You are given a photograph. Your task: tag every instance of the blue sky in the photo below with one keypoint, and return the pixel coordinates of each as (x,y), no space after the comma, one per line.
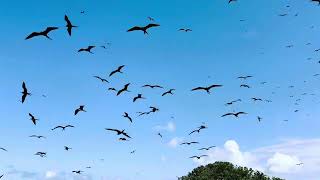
(219,49)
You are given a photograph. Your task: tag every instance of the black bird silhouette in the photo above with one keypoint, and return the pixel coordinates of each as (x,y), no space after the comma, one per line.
(101,79)
(318,1)
(206,88)
(42,33)
(152,86)
(139,96)
(25,92)
(124,89)
(39,137)
(67,148)
(234,114)
(144,29)
(198,157)
(81,108)
(41,154)
(185,29)
(62,127)
(207,149)
(78,172)
(244,77)
(189,143)
(126,115)
(69,25)
(118,70)
(87,49)
(245,85)
(198,129)
(256,99)
(33,119)
(3,149)
(168,92)
(119,132)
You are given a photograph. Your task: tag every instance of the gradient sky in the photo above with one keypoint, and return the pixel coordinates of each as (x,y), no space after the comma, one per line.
(218,50)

----------

== Assignment ==
The copy must match each record exactly, apart from the images, which stay out.

== Your response ==
You are given a photograph. Your task: tag every instance of the blue sky in the photo below with one keypoint, and return the pixel coordinates of each as (x,y), no space after the comma, one per line.
(219,49)
You are given a photograph. Your task: tag every instance of the black bird silhouette in the photo above with one keypoint, and return the pixel coordinates of each as (x,y), no space after the comma, one per line.
(101,79)
(318,1)
(206,88)
(42,33)
(152,86)
(139,96)
(25,92)
(124,89)
(39,137)
(67,148)
(234,114)
(144,29)
(198,157)
(81,108)
(41,154)
(185,29)
(62,127)
(207,149)
(78,172)
(244,77)
(189,143)
(126,115)
(69,25)
(118,70)
(87,49)
(245,85)
(198,129)
(256,99)
(33,119)
(3,149)
(168,92)
(119,132)
You are given a photograph. Your task: tag every instance of the gradient sky in the photo above with one keypoint, and return the pixel coordinates of each as (x,y), no space after the comma, one per line.
(218,50)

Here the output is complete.